TASK DESCRIPTION: Collect each line of the data below that contains the string "clicks", and copy every such line in full.

MATERIAL SUPPLIED:
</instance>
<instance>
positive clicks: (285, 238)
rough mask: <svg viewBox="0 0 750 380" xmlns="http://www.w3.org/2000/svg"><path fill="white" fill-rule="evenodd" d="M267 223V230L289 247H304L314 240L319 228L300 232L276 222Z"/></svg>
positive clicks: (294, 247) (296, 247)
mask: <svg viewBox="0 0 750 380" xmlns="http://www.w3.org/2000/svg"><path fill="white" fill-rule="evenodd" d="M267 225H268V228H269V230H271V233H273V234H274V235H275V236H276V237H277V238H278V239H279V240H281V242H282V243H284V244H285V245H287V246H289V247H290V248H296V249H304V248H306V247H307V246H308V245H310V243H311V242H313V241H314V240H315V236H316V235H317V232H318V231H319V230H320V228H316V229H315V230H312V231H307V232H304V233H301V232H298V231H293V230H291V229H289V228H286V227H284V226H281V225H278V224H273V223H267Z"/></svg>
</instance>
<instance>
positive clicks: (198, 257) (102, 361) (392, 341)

...

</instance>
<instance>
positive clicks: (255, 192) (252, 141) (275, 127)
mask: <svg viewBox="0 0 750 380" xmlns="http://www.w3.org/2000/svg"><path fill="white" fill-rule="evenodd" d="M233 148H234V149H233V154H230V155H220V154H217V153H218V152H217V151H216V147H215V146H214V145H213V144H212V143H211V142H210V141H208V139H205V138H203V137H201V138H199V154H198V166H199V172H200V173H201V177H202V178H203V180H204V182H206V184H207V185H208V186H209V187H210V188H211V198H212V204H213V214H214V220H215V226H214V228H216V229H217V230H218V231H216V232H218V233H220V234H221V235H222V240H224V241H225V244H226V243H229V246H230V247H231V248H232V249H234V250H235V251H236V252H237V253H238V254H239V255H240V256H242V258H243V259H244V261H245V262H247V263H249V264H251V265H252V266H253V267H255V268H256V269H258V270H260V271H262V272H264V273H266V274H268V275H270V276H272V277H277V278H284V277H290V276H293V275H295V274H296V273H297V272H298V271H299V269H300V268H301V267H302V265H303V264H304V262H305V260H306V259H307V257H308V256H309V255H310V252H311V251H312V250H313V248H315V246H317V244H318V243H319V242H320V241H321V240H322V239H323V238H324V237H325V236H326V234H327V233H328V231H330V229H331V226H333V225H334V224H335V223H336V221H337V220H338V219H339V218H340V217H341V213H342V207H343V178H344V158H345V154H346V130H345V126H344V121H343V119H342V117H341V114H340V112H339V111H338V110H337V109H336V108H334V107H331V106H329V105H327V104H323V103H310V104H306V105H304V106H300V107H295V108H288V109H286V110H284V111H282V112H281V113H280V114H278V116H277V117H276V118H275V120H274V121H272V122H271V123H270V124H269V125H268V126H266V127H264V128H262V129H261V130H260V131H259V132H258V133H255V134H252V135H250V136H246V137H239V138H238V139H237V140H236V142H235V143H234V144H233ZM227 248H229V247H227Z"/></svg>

---

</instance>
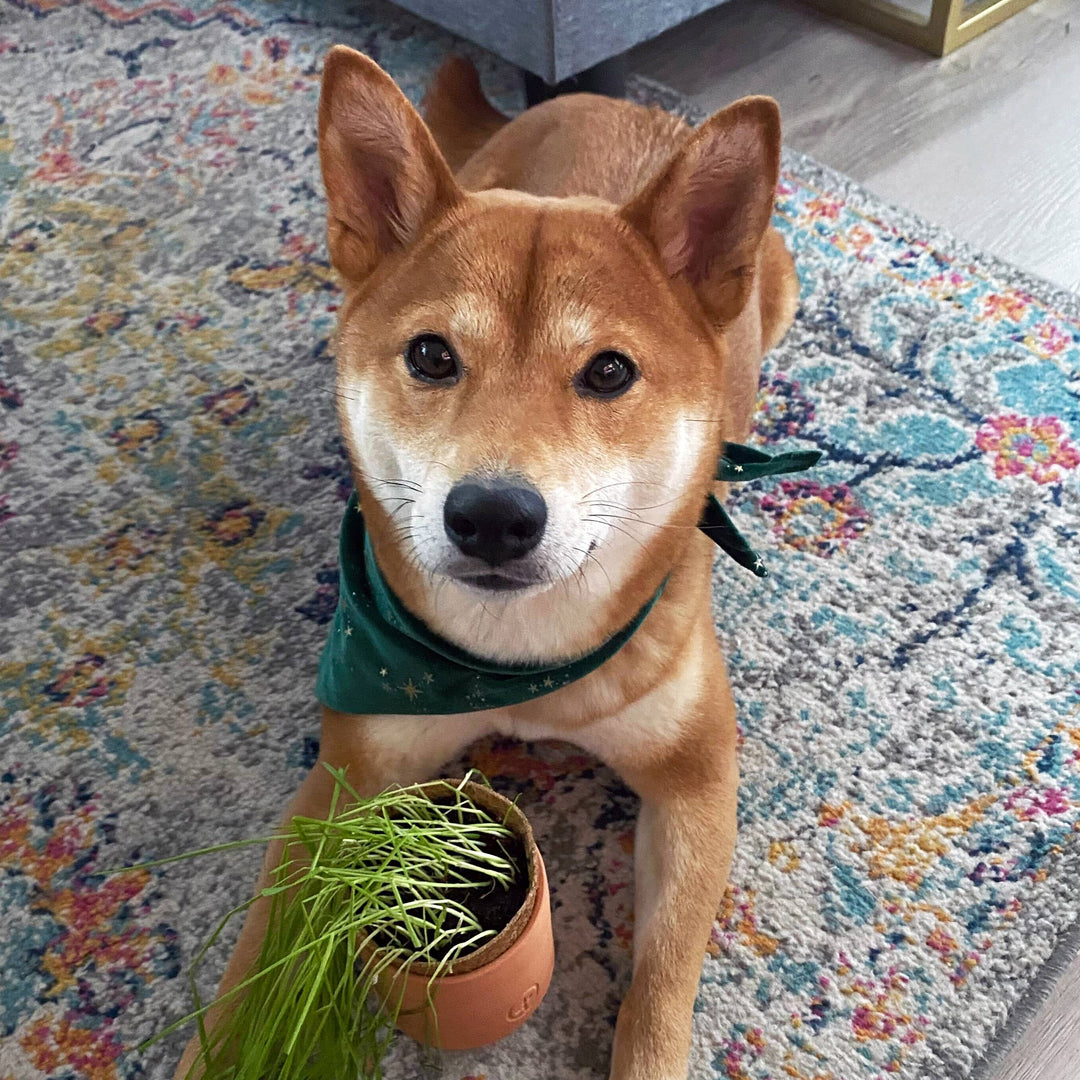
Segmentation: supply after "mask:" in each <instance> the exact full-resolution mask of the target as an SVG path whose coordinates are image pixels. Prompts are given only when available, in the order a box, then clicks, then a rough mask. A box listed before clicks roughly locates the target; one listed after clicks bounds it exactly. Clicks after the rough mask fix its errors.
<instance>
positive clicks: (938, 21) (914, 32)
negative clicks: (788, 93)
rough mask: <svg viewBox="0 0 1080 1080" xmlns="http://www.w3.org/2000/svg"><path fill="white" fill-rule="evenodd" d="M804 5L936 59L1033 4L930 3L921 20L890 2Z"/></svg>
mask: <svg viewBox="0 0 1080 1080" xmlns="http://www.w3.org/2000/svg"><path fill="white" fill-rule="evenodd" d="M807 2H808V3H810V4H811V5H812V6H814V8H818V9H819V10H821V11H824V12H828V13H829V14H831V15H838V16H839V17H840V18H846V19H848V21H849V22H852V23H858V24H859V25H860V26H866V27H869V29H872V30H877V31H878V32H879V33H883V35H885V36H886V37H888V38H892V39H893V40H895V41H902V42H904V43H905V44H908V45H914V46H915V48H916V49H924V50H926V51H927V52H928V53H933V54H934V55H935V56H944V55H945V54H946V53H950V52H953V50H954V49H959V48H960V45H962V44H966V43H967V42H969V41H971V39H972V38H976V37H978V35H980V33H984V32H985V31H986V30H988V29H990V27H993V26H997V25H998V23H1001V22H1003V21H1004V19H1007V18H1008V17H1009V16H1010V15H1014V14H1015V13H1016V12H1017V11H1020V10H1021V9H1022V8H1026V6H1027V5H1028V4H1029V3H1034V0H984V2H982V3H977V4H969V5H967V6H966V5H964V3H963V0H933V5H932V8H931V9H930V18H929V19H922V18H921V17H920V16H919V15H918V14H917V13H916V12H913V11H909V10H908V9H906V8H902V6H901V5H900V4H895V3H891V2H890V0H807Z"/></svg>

RESULT OF THE TASK:
positive clicks: (285, 238)
positive clicks: (294, 247) (296, 247)
positive clicks: (198, 257) (102, 361) (392, 341)
positive clicks: (255, 192) (252, 141) (275, 127)
Segmentation: supply after "mask:" in each <instance> the exact full-resolution mask of the target as an SVG path whose coordinates are image pixels. Prompts are given only when available, in the order a box, then clicks, then a rough mask. A box listed before clicks roughly locates the target; one listed after clicks bounds it exactly. Clicks after the rough mask fix its errors.
positive clicks: (938, 21) (914, 32)
negative clicks: (788, 93)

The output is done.